- _EXCERPTED TEXT_
This Time Self-Hosted
dark mode light mode Search

The disk problem

My first full tree build with dependencies, to check for --as-needed support has almost finished. I have currently 1344 bugs open in “My Bugs” search, that contains reports for packages failing to build or breaking with --as-needed, packages failing to build for other reasons, packages with file collision that lack blockers around them (there are quite a lot, even totally unrelated one with the other), and packages bundling internal copies of libraries such as zlib, expat, libjpeg, libpng and so on.

I can tell you, the amount of tree packages not following policies such as respecting user LDFLAGS, not using bundled libraries, and not installing stuff randomly in /usr is much higher than one might hope for.

I haven’t even started filing bugs for pre-stripped packages since I have to check those for being filed already, by either me in a previous run, or by Patrick with his tinderbox or other people as well. I also wanted to check this against a different problem: packages installing useless debug info using split-debug, by not passing -g/-ggdb properly to the build system and thus not including debug information at all. Unfortunately for this one I need much more free space than I have right now on Yamato. And here I start with my disks problems.

The first problem is space; I allocated 75GB of space for the chroots partition, which uses XFS, after extending it a lot; with a lot of packages missing, I’m reaching for the last 20GB free. I’ll have to extend it more, but to do that I have to get rid of the music and video partitions after moving them to the external drive that Iomega replaced for me (now running RAID1 rather than JBOD; and HFS+ since I want to share it with the laptop if I need the data and Yamato is off). I also will have to get rid of the Time Machine volume I created in my LVM volume group, and start sharing the copy on the external drive; I did that so that the laptop was still backed up while I waited for the replacement disk.

The distfiles directory has reached over 61GB of data, and this does not include most of the fetch-restricted packages, of course I already share it between Yamato’s system and all the chroots (by the way, I currently have it as /var/portage/distfiles, but I’m considering moving it to /var/cache/portage/distfiles since it seems to make more sense; maybe I should propose this to be the actual default in the future, as using /usr for this does not sound kosher to me), like I share the actual synced tree. Still, it is a huge amount of data.

Also, I’m not using in-RAM build, even though I have 16GB of memory in this box. There are multiple reasons for this; the first is that I leave the build run even when I’m doing something else, which might require RAM by itself, and thus I don’t want the two to disrupt themselves so easily, and also, I often go away to watch movies, playing or something while it builds, so I have to look back at the build even a day after; and sometimes colleagues ask me to look at a particular build that might have happened a few days earlier. Having the build on disk helps me a lot here, especially for epatch, eautoreconf and econf logs.

- _STORED RECORDS_

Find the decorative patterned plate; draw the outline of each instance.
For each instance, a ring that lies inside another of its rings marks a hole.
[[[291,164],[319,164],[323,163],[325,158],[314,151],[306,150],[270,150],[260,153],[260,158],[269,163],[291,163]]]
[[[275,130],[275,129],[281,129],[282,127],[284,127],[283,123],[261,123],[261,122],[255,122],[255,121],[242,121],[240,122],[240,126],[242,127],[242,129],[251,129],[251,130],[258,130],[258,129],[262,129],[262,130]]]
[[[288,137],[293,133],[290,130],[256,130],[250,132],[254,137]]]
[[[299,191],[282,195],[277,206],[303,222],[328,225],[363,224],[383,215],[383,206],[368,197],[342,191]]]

- _WRITTEN PROBLEM 1_
According to the disk problem post, how much data does the distfiles directory hold?
- _WRITTEN PROBLEM 2_
Continue the disk problem post from its final sentence.

- _WRITTEN ANSWER 1_
Over 61GB.

- _WRITTEN ANSWER 2_
Another reason is that the ELF scan process that scanelf uses is based on memory mapped files, which is very nice when you have to run a series of scanelf calls on the same set of files, since the first run will cache all of them in memory and the others will just to traverse the filesystem to find them. So I want to have as much memory free as I can.

So at the end the disks get to be used a lot, which is not very nice especially since they are the disks that host the whole system for now. I start to fear for their health, and I’m looking for a solution, which does not seem to be too obvious.

First of all, I don’t want to go buying more disks, possibly I’d rather not buy any new hardware for now since I haven’t finished paying for Yamato yet (even though quite a few users contributed, whom I thank once again; I hope they’re happy to know what Yamato’s horsepower is being used for!), so any solution has to be able to be realised using what I have already in house, or need to be funded somehow.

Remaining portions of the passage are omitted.